| Recorded data |
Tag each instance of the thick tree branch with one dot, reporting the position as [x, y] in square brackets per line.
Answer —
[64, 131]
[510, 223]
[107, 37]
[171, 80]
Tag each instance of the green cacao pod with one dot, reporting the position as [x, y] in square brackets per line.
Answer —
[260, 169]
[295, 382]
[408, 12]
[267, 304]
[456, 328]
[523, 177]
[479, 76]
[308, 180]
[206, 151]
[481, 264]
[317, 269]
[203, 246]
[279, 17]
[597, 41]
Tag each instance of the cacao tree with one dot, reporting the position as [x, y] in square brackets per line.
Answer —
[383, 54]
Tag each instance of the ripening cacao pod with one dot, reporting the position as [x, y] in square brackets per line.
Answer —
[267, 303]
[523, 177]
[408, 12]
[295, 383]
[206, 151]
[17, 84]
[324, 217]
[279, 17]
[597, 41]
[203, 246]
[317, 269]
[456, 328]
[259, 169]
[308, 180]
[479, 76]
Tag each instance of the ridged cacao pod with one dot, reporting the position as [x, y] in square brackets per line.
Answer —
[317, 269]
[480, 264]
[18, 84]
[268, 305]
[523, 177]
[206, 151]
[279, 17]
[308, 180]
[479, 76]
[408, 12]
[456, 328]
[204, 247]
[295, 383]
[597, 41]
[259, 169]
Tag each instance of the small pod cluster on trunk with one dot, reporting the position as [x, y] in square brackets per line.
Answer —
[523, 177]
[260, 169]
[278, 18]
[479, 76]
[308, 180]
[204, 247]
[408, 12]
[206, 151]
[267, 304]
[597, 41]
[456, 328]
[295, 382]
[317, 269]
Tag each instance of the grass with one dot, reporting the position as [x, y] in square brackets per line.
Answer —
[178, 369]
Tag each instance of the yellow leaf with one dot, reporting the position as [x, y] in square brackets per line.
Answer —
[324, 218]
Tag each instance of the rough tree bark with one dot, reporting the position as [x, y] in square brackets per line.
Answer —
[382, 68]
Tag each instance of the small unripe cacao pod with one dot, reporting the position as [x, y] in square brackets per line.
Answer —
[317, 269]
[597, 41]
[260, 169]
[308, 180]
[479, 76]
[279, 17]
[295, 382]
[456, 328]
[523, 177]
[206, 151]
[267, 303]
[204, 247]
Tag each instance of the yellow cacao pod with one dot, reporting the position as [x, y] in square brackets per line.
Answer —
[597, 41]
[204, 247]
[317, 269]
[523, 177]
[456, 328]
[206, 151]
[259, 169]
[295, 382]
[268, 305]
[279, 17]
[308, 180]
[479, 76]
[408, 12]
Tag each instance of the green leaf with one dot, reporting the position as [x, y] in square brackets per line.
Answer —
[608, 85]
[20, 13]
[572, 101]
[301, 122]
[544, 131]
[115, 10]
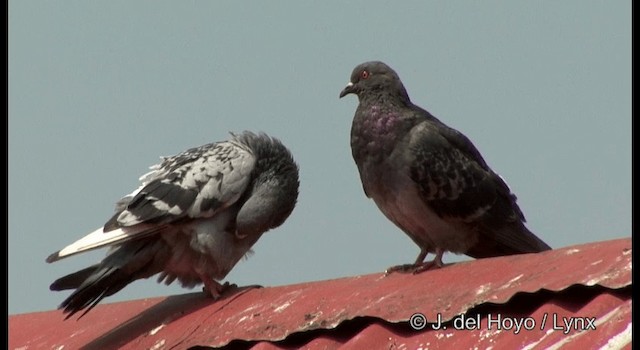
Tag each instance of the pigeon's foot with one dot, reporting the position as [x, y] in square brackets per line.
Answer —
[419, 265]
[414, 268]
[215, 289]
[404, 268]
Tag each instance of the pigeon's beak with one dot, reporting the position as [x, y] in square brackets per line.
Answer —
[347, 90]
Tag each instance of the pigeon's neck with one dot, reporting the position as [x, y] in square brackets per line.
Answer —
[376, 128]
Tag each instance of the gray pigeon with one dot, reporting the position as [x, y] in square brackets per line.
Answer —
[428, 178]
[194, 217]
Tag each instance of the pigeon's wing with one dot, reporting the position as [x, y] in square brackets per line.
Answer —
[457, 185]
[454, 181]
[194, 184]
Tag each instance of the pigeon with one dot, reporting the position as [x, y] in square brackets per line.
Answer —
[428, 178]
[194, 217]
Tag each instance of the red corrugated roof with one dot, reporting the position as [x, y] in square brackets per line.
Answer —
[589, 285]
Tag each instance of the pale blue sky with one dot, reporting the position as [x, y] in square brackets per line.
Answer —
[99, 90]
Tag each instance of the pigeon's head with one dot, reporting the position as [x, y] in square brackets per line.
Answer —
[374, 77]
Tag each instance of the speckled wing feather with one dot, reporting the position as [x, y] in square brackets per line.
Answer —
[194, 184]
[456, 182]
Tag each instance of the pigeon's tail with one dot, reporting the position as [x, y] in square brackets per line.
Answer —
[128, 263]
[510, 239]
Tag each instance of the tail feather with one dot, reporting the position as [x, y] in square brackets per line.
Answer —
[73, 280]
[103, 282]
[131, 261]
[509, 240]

--

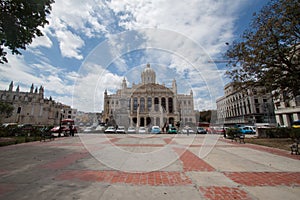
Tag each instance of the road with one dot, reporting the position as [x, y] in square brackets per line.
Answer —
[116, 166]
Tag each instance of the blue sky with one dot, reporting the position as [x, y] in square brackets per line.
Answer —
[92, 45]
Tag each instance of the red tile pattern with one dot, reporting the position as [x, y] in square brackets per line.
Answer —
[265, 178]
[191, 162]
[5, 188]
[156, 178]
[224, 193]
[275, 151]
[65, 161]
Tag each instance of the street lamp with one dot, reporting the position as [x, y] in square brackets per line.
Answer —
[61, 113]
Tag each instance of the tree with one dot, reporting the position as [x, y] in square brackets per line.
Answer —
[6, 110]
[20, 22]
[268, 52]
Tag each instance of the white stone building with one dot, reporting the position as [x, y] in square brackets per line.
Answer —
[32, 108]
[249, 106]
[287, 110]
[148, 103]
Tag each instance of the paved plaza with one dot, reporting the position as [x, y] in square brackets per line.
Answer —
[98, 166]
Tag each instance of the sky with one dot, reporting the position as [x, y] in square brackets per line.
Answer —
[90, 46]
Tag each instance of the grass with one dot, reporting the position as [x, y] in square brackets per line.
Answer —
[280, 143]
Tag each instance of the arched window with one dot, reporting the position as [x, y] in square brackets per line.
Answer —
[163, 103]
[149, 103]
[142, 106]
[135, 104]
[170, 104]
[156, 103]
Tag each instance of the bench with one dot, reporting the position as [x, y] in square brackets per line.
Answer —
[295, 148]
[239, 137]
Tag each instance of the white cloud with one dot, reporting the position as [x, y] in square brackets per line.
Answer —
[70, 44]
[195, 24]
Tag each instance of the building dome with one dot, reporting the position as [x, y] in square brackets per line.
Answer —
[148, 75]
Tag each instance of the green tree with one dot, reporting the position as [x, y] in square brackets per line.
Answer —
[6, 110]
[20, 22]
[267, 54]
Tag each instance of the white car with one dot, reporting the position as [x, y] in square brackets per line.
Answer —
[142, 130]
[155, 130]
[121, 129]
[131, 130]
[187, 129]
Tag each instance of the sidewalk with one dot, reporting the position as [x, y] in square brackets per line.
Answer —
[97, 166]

...

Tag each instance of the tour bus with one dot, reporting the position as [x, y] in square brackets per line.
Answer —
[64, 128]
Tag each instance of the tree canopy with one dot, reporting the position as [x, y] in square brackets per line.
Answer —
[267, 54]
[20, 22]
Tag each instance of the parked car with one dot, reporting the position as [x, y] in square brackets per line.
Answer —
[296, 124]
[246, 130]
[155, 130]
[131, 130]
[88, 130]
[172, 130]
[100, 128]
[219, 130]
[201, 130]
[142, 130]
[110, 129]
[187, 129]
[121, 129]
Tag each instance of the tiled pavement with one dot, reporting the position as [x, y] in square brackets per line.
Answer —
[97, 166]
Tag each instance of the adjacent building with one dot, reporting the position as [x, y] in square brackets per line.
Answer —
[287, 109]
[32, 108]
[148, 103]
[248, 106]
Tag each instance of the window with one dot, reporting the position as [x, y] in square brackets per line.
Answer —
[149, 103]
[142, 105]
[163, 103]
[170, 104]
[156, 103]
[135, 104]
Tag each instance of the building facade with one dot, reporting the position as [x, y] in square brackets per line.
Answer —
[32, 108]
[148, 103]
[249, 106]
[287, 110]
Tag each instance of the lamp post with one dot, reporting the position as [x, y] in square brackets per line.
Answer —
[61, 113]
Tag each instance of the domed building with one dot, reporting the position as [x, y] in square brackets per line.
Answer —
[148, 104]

| Stated goal |
Report every line of the data above that contains the word "yellow", copying each line in full. Case matters, so only count matches with the same capitalization.

| Result of this task |
Tag each instance of the yellow leaf with one dot, reporting the position as [x, y] in square brackets per line.
Tag each instance of the yellow cacao pod with one dot, reporting the position as [x, y] in square brackets per line.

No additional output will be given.